> [Problem description]: Copy the records below verbatim, starting at the line that contains "If you could pick out the sky" and ending at the last line of the records.
#####
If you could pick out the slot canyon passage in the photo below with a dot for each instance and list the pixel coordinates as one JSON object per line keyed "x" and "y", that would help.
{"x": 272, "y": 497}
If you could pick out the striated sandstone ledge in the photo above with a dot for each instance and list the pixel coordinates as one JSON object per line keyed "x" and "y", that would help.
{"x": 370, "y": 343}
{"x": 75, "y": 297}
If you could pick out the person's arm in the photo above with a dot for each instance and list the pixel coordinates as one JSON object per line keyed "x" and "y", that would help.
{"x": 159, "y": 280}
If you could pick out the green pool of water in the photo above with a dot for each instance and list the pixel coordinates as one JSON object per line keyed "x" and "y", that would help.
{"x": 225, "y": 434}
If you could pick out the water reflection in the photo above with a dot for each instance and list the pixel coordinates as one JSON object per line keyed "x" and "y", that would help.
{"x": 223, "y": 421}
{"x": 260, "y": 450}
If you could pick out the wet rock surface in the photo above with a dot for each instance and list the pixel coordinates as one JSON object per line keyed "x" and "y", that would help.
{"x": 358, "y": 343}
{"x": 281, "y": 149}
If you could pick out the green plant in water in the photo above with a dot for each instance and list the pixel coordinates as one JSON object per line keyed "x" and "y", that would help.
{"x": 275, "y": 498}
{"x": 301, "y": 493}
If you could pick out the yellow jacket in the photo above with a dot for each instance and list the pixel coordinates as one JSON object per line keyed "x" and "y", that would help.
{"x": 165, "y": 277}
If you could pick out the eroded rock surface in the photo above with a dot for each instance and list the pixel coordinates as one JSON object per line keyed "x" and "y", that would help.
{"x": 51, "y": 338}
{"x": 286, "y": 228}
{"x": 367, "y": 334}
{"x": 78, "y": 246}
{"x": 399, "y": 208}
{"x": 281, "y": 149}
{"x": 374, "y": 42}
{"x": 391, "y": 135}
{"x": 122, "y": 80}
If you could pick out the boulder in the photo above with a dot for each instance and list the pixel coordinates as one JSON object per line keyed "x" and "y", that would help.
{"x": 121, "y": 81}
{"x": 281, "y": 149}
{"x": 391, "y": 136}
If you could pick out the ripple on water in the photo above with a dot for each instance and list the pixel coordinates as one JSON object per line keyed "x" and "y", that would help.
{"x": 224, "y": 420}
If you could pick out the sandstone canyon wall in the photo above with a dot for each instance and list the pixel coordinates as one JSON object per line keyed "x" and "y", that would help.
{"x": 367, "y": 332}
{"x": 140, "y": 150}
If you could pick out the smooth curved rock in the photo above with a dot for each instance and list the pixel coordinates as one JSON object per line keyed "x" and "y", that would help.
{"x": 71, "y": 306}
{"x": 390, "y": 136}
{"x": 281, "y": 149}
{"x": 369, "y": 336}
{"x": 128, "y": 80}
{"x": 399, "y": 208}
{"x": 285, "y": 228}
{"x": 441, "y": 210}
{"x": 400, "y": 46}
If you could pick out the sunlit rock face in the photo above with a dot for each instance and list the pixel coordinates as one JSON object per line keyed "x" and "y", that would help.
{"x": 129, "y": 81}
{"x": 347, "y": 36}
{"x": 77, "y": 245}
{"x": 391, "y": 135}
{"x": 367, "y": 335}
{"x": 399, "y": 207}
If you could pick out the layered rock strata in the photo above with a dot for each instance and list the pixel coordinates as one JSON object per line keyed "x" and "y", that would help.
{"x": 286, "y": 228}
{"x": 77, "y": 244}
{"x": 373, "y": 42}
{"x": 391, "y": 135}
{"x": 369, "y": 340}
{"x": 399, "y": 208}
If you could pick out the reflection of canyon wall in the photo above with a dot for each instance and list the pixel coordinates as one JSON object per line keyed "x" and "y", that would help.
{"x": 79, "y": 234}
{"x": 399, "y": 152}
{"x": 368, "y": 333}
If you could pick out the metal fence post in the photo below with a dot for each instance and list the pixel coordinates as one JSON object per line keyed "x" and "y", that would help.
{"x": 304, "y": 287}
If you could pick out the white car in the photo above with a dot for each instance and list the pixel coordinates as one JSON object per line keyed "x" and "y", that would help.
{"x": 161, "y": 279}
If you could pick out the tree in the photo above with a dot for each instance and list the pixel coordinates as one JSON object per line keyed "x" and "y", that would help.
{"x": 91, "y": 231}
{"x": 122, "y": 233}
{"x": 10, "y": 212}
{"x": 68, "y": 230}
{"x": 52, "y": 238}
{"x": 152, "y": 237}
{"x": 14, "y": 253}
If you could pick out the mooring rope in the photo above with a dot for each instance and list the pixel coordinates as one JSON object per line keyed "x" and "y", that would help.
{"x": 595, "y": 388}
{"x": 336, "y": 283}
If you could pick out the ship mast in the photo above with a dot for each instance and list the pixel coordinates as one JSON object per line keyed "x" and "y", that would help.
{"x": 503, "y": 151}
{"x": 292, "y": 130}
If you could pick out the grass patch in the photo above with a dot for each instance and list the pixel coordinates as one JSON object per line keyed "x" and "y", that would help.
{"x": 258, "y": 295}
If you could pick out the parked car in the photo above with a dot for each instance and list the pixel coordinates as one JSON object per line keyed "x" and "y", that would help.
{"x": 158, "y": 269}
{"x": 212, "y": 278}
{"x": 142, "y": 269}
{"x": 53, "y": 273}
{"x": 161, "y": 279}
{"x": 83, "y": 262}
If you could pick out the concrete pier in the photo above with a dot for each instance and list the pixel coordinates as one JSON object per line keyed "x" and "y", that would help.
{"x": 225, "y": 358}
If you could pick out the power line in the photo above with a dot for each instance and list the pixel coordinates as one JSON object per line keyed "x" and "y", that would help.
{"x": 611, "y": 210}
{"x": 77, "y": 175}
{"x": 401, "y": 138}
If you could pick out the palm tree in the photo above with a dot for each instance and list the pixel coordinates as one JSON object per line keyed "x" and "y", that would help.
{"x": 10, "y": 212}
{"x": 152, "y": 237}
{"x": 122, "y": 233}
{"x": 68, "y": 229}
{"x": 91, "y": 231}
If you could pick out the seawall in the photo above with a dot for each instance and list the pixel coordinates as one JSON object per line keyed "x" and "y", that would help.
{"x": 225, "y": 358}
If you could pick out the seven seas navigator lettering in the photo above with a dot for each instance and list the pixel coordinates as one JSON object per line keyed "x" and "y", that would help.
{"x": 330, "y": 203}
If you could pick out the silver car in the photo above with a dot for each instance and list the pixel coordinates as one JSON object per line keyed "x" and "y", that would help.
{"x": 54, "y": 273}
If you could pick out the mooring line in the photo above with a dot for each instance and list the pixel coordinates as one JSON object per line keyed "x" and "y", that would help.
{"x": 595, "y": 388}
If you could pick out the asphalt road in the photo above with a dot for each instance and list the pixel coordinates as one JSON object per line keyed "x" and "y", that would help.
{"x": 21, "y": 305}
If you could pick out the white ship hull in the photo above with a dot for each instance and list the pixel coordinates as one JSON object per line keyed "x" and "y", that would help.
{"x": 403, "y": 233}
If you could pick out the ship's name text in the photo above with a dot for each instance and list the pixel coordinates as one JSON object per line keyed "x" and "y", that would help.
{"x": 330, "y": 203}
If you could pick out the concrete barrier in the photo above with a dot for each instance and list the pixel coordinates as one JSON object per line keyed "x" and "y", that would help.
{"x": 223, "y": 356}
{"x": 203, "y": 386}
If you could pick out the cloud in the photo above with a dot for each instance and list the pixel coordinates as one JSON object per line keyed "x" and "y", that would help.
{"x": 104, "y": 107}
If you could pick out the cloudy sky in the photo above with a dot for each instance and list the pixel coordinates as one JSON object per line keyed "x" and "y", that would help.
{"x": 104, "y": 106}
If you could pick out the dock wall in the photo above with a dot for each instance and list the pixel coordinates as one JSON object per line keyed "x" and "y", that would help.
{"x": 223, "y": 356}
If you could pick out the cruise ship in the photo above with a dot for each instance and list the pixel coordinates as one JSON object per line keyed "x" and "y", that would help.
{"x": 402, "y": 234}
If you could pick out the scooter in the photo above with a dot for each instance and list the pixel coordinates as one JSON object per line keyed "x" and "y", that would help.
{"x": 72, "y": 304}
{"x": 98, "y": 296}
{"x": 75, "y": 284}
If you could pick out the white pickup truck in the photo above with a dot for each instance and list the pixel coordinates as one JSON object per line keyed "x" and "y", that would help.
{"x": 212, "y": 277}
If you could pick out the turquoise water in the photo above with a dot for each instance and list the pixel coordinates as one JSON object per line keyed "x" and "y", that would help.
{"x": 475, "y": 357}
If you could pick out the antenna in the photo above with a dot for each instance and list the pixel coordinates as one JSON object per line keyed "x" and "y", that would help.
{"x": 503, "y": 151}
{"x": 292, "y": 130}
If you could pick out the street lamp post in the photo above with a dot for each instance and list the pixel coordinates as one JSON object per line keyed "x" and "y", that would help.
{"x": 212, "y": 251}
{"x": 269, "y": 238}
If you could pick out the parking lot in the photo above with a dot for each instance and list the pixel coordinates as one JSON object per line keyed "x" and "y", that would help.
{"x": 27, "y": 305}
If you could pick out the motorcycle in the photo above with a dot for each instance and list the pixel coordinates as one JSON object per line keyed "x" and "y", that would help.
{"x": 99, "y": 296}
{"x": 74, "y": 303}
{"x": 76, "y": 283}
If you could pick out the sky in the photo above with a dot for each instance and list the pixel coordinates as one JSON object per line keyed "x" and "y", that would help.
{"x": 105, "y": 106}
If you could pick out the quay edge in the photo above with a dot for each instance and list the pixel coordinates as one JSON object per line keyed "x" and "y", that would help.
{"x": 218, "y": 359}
#####
> [Response]:
If you could pick out the sky in the photo above with a dot for each instance and list the pixel coordinates as one JSON object per line keyed "x" and "y", that would help.
{"x": 105, "y": 106}
If you could pick out the quay edge in the photo above with a dot for each instance and list the pixel coordinates as one JSON object per line keyed "x" and "y", that would help.
{"x": 218, "y": 359}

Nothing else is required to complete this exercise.